→ **What to produce**: Please render the lines of the items below as a JSON list of strings, one string per line, with blank lines omitted.

(Some records)
-*-*-

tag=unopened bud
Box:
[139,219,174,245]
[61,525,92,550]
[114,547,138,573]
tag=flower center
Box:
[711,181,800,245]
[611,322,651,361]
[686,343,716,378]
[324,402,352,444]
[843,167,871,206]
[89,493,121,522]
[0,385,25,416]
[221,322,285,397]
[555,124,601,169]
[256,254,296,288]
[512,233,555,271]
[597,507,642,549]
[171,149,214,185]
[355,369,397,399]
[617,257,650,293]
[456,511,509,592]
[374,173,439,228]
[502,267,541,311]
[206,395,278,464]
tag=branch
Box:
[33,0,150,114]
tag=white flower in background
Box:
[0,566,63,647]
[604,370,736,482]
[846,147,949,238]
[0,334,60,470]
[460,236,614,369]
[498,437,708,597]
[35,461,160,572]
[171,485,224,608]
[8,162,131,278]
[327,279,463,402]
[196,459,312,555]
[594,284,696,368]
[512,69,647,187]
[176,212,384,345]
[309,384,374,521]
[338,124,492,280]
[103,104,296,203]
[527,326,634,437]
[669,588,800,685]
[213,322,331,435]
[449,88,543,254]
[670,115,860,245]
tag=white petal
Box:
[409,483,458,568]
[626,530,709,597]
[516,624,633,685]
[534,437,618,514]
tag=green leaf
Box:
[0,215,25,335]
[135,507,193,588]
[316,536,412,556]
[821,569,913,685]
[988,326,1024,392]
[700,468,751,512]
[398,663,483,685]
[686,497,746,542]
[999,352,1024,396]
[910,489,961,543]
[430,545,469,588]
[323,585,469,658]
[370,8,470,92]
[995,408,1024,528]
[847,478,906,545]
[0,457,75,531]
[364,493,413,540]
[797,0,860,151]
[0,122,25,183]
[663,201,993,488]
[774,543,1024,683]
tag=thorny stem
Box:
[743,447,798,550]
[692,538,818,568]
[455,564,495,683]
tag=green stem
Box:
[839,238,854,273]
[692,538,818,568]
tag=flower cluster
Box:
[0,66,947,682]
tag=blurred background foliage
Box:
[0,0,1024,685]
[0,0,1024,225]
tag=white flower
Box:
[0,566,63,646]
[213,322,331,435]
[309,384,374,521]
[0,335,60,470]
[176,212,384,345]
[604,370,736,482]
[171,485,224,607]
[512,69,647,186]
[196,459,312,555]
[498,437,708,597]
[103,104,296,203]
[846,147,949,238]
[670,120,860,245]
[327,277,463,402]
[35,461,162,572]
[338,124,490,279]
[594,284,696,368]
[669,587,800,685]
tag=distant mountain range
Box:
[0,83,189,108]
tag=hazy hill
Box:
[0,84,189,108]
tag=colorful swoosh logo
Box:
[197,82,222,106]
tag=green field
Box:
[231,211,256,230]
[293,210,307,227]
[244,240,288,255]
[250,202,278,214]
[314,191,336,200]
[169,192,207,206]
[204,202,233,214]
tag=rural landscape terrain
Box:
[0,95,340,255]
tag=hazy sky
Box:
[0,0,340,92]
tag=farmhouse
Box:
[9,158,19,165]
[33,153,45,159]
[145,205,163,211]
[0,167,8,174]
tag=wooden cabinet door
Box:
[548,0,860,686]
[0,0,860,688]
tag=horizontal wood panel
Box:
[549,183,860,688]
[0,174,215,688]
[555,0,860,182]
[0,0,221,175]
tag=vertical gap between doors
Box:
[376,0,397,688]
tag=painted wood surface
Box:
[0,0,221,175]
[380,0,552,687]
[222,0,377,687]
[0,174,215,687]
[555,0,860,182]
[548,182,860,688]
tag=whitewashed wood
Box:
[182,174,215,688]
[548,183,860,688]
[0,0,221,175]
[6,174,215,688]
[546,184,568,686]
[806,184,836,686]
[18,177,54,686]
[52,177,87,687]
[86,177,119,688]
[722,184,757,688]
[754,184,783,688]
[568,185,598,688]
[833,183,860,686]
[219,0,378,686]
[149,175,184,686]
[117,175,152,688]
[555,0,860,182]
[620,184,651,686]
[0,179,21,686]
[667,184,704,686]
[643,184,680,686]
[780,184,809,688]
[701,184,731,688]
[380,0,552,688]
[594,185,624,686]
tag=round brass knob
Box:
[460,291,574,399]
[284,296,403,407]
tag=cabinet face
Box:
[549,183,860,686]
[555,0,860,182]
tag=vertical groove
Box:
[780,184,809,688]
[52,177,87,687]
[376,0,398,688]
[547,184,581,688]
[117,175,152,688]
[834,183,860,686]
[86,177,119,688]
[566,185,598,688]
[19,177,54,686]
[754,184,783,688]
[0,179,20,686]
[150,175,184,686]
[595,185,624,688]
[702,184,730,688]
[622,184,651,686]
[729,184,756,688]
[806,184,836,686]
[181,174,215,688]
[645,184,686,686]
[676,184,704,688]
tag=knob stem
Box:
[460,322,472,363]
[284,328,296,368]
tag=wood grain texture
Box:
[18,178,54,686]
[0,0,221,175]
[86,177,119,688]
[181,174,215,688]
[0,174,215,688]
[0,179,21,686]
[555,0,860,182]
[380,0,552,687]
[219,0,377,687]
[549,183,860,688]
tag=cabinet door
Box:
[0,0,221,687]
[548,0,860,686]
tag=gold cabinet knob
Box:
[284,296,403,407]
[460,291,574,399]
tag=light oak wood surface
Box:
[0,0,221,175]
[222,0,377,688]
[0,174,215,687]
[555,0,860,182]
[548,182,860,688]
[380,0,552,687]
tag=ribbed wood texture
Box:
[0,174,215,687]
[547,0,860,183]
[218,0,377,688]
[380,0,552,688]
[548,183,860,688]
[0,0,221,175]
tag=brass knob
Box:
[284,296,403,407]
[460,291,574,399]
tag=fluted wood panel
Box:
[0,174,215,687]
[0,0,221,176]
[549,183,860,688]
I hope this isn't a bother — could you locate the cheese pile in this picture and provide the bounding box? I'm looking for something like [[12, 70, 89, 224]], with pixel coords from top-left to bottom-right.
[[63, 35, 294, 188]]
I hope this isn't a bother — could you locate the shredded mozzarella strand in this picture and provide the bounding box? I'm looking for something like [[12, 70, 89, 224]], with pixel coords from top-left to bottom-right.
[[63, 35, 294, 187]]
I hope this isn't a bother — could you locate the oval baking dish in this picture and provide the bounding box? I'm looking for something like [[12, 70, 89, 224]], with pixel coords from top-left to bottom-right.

-*-*-

→ **Final result**:
[
  "tag=unopened bud",
  "Box:",
  "[139,219,174,245]",
  "[61,525,92,550]",
  "[114,547,138,573]",
  "tag=flower center",
  "Box:",
  "[711,181,800,245]",
  "[611,322,651,361]",
  "[686,343,716,378]",
  "[324,402,352,444]",
  "[843,167,871,206]",
  "[89,493,121,522]",
  "[0,385,25,416]",
  "[221,322,285,397]",
  "[555,124,601,169]",
  "[256,254,296,288]",
  "[512,233,555,271]",
  "[597,507,642,549]",
  "[171,149,214,185]",
  "[355,369,397,399]",
  "[617,257,650,293]",
  "[456,511,509,592]",
  "[374,173,439,228]",
  "[502,267,541,311]",
  "[206,395,278,464]",
  "tag=branch",
  "Box:",
  "[33,0,150,114]",
  "tag=white flower in background",
  "Box:",
  "[0,566,63,647]",
  "[604,370,736,482]",
  "[846,147,949,238]",
  "[0,334,60,470]",
  "[460,236,614,369]",
  "[498,437,708,597]",
  "[35,461,160,572]",
  "[171,485,224,608]",
  "[8,162,131,278]",
  "[327,279,463,402]",
  "[196,459,312,555]",
  "[594,284,696,368]",
  "[512,69,647,187]",
  "[176,212,384,345]",
  "[309,384,374,521]",
  "[338,124,492,280]",
  "[103,104,296,203]",
  "[527,326,634,437]",
  "[669,588,800,685]",
  "[213,322,331,435]",
  "[449,88,543,254]",
  "[670,115,860,245]",
  "tag=white petal",
  "Box:",
  "[409,483,458,568]",
  "[626,530,709,597]",
  "[516,624,633,685]",
  "[534,437,618,514]",
  "tag=green leaf",
  "Box:",
  "[0,215,25,335]",
  "[135,507,193,588]",
  "[316,536,412,556]",
  "[821,569,913,685]",
  "[988,326,1024,392]",
  "[700,468,751,512]",
  "[398,663,483,685]",
  "[686,497,746,542]",
  "[999,352,1024,396]",
  "[910,489,961,543]",
  "[430,545,469,588]",
  "[323,585,469,658]",
  "[370,8,470,92]",
  "[995,408,1024,528]",
  "[847,478,906,545]",
  "[0,457,75,531]",
  "[364,493,413,540]",
  "[797,0,860,151]",
  "[0,122,25,183]",
  "[663,201,993,488]",
  "[774,543,1024,683]",
  "tag=thorny stem",
  "Box:",
  "[743,447,798,550]",
  "[692,538,818,568]",
  "[455,564,495,683]",
  "tag=green stem",
  "Box:",
  "[839,238,854,273]",
  "[692,538,818,568]",
  "tag=flower cluster",
  "Box:",
  "[0,66,947,682]",
  "tag=blurred background foliage",
  "Box:",
  "[0,0,1024,685]",
  "[0,0,1024,225]",
  "tag=white flower",
  "Box:",
  "[0,566,63,646]",
  "[213,322,331,435]",
  "[309,384,374,521]",
  "[0,335,60,470]",
  "[176,212,384,345]",
  "[604,370,736,482]",
  "[171,485,224,607]",
  "[512,69,647,186]",
  "[196,459,312,555]",
  "[498,437,708,597]",
  "[103,104,296,203]",
  "[846,147,949,238]",
  "[670,120,860,245]",
  "[327,277,463,402]",
  "[35,461,162,572]",
  "[338,124,490,279]",
  "[594,284,696,368]",
  "[669,587,800,685]",
  "tag=distant mountain range",
  "Box:",
  "[0,83,189,108]",
  "tag=hazy hill",
  "Box:",
  "[0,84,189,108]",
  "tag=colorful swoosh logo",
  "Box:",
  "[197,82,222,106]",
  "tag=green field",
  "Box:",
  "[231,211,256,230]",
  "[293,210,307,227]",
  "[244,240,288,255]",
  "[250,202,278,214]",
  "[314,191,336,200]",
  "[169,192,207,206]",
  "[204,202,233,214]",
  "tag=rural landscape terrain",
  "Box:",
  "[0,95,340,255]",
  "tag=hazy sky",
  "Box:",
  "[0,0,340,92]",
  "tag=farmhouse",
  "Box:",
  "[9,158,19,165]",
  "[33,153,45,159]",
  "[145,205,163,211]",
  "[0,167,8,174]",
  "tag=wooden cabinet door",
  "Box:",
  "[548,0,860,686]",
  "[0,0,860,688]",
  "tag=horizontal wood panel",
  "Box:",
  "[549,183,860,688]",
  "[0,174,215,688]",
  "[555,0,860,182]",
  "[0,0,221,175]",
  "tag=vertical gap between doors",
  "Box:",
  "[376,0,397,688]",
  "tag=painted wood surface",
  "Box:",
  "[0,0,221,175]",
  "[380,0,552,687]",
  "[222,0,377,687]",
  "[0,174,215,687]",
  "[555,0,860,182]",
  "[548,182,860,688]",
  "tag=whitewashed wood",
  "Box:",
  "[182,174,215,688]",
  "[548,183,860,688]",
  "[0,0,221,175]",
  "[6,174,215,688]",
  "[546,184,568,686]",
  "[806,184,836,686]",
  "[18,177,54,686]",
  "[52,177,87,687]",
  "[86,177,119,688]",
  "[722,184,757,688]",
  "[754,184,783,688]",
  "[568,185,598,688]",
  "[833,183,860,686]",
  "[219,0,378,686]",
  "[149,175,184,686]",
  "[117,175,152,688]",
  "[555,0,860,182]",
  "[620,184,651,686]",
  "[0,179,21,686]",
  "[667,184,704,686]",
  "[643,184,680,686]",
  "[780,184,809,688]",
  "[701,184,731,688]",
  "[380,0,552,688]",
  "[594,185,624,686]",
  "tag=round brass knob",
  "Box:",
  "[460,291,574,399]",
  "[284,296,403,407]",
  "tag=cabinet face",
  "Box:",
  "[549,183,860,686]",
  "[555,0,860,182]",
  "tag=vertical groove",
  "Box:",
  "[780,184,809,688]",
  "[52,177,87,687]",
  "[376,0,398,688]",
  "[547,184,581,688]",
  "[117,175,152,688]",
  "[834,183,860,686]",
  "[86,177,119,688]",
  "[566,185,598,688]",
  "[19,177,54,686]",
  "[754,184,783,688]",
  "[0,179,20,686]",
  "[150,175,184,686]",
  "[595,185,624,688]",
  "[702,184,730,688]",
  "[622,184,651,686]",
  "[729,184,756,688]",
  "[806,184,836,686]",
  "[181,174,215,688]",
  "[645,184,686,686]",
  "[676,184,704,688]",
  "tag=knob stem",
  "Box:",
  "[460,322,472,363]",
  "[284,328,296,368]",
  "tag=wood grain texture",
  "Box:",
  "[18,178,54,686]",
  "[0,0,221,175]",
  "[86,177,119,688]",
  "[181,174,215,688]",
  "[0,174,215,688]",
  "[0,179,21,686]",
  "[555,0,860,182]",
  "[380,0,552,687]",
  "[219,0,377,687]",
  "[549,183,860,688]",
  "tag=cabinet door",
  "Box:",
  "[0,0,221,687]",
  "[548,0,860,686]",
  "tag=gold cabinet knob",
  "Box:",
  "[284,296,403,407]",
  "[460,291,574,399]",
  "tag=light oak wood surface",
  "Box:",
  "[0,0,221,175]",
  "[222,0,377,688]",
  "[0,174,215,687]",
  "[555,0,860,182]",
  "[548,182,860,688]",
  "[380,0,552,687]",
  "tag=ribbed wood texture",
  "Box:",
  "[0,174,215,687]",
  "[547,0,860,183]",
  "[218,0,377,688]",
  "[380,0,552,688]",
  "[548,183,860,688]",
  "[0,0,221,175]",
  "tag=brass knob",
  "Box:",
  "[284,296,403,407]",
  "[460,291,574,399]",
  "tag=fluted wood panel",
  "Box:",
  "[0,174,215,687]",
  "[0,0,221,176]",
  "[549,183,860,688]",
  "I hope this isn't a bother — could you locate the cheese pile in this picture and provide the bounding box? I'm looking for something like [[12, 70, 89, 224]], with pixel coords from top-left to bottom-right.",
  "[[63, 35, 294, 188]]",
  "I hope this isn't a bother — could you locate the shredded mozzarella strand in this picture and provide the bounding box? I'm looking for something like [[12, 70, 89, 224]], with pixel coords from top-left to bottom-right.",
  "[[63, 35, 294, 187]]",
  "I hope this isn't a bother — could you locate the oval baking dish in this picture and provide the bounding box? I'm looking for something like [[12, 70, 89, 224]], with pixel coords from top-left to bottom-right."
]